**PASSAGE GIVEN:**
Javier Reyes
About Javier Reyes
Javier A. Reyes (age 50 as of April 30, 2025) has served as an independent director of City Holding Company (CHCO) since August 2021. He holds a bachelor’s degree in economics from Instituto Tecnológico y de Estudios Superiores de Monterrey and a Ph.D. in economics from Texas A&M University. Reyes is Chancellor of the University of Massachusetts Amherst (since July 1, 2023) and brings academic leadership and investment banking experience as well as service as a visiting scholar to international institutions (IMF, EBRD). He currently serves on the board of Miller Industries, Inc. (NYSE: MLR) and owns 1,145 CHCO shares.
Past Roles
| Organization | Role | Tenure | Committees/Impact |
|---|---|---|---|
| University of Massachusetts Amherst | Chancellor | Jul 1, 2023 – present | Institutional leadership; strategic oversight |
| University of Illinois Chicago | Provost & Vice Chancellor for Academic Affairs; Interim Chancellor | Aug 2021 – Jun 2023; Interim Chancellor beginning Jul 2022 | Academic administration; operational leadership |
| West Virginia University | Milan Puskar Dean, John Chambers College of Business & Economics; Vice President, Start-up West Virginia | 2016 – Jul 2021; VP Nov 2018 – Jul 2021 | College leadership; entrepreneurship initiatives |
| International Institutions (IMF, EBRD) | Invited academic scholar | Not stated | Policy and economic scholarship |
| National Science Foundation | Grant reviewer | Not stated | Research evaluation |
External Roles
| Organization | Role | Tenure | Committees/Impact |
|---|---|---|---|
| Miller Industries, Inc. (NYSE: MLR) | Director | Current | Board oversight |
| Field Museum (Chicago) | Ex-Officio Trustee | Current | Non-profit governance |
| Association for Latino Professionals for America (ALPFA) | National Board Director | Prior | Professional advocacy |
| University Professional and Continuing Education Association | National Board Director | Prior | Higher ed professional organization |
Board Governance
- Independence: Reyes is affirmatively determined independent under Nasdaq rules; CHCO’s Board listed twelve of thirteen directors as independent, including Reyes.
- Committee assignments: Compensation Committee member; no chair role.

**WRITTEN TASK 1:** Copy out the listing from the line holding "TARGET = rocky outcrop" through the end of the listing, inclusive, requests included, and shift each pixel coordinate in the answers by adding 132 to every number. Leave the pictures out.
The listing that follows is unrelated to the profile of Javier Reyes.

**ENTRIES SHOWN:**

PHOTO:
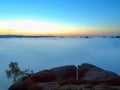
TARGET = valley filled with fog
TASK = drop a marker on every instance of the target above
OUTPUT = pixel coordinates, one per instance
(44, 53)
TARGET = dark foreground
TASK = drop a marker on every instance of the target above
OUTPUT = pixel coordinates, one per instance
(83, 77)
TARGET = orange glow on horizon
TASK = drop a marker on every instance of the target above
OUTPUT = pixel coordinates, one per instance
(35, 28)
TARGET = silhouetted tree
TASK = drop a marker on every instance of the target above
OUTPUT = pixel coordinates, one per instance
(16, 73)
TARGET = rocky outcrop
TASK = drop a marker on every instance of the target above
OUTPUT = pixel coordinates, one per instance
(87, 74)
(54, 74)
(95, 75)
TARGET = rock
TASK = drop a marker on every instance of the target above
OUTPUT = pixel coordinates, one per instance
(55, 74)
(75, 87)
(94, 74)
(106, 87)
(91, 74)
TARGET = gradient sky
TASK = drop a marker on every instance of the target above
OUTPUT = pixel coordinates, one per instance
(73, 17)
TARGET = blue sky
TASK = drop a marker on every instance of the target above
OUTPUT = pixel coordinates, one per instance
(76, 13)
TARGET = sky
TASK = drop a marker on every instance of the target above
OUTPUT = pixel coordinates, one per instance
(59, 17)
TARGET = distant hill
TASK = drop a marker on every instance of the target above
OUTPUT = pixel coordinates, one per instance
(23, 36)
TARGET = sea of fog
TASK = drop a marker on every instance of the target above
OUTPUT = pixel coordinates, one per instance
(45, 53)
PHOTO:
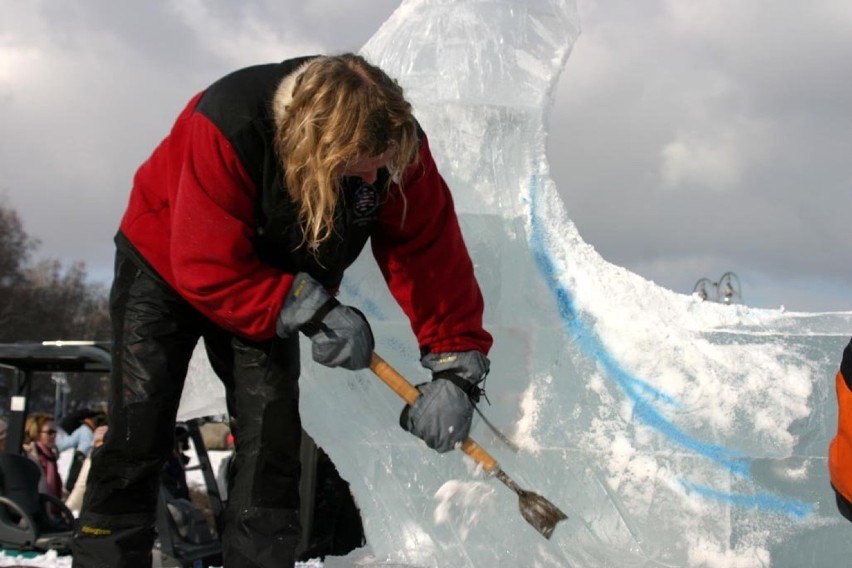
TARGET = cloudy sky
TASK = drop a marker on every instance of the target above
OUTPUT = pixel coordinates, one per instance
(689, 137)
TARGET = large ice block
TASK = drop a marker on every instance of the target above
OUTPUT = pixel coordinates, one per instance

**WRITTEN TASK 2:** According to the profile of Javier Reyes, which CHCO board committee is he a member of?

**CORRECT RESPONSE 1:**
TARGET = rocky outcrop
TASK = drop a marker on every instance of the target above
OUTPUT = pixel coordinates, one per instance
(219, 206)
(186, 206)
(227, 207)
TARGET = rock
TASK = drop a marker on every instance of the target above
OUTPUT = pixel coordinates, one per instance
(187, 206)
(207, 219)
(226, 206)
(238, 219)
(223, 206)
TARGET = gradient sky
TASK = drop a marker on every instance of the target above
OUTPUT = pixel coordinates, one per instance
(205, 149)
TARGET = blue sky
TASK = drop a marker on every instance of the target above
OUTPUT = pixel coordinates, one per instance
(208, 145)
TARGET = sky
TASK = drop a marker on every instance of the target above
OUTPUT = pixel coordinates, one per instance
(191, 149)
TARGET = distant hill
TASK = drop a marker on every instance of the target above
OUTPUT = pixel coordinates, one per instance
(155, 168)
TARGET = sea of fog
TASK = drop a marker on every instance of the target above
OUTPUT = pixel coordinates, one per instance
(177, 185)
PHOTO:
TARGET = cloudy sky
TASK = drop a marker on every instance of the target above
OUTPUT = pixel coordinates, one per instance
(821, 269)
TARGET = large ice block
TASK = drop a marker on every instance of the target above
OUTPUT = pixel coordinates, one per instance

**CORRECT RESPONSE 2:** The Compensation Committee.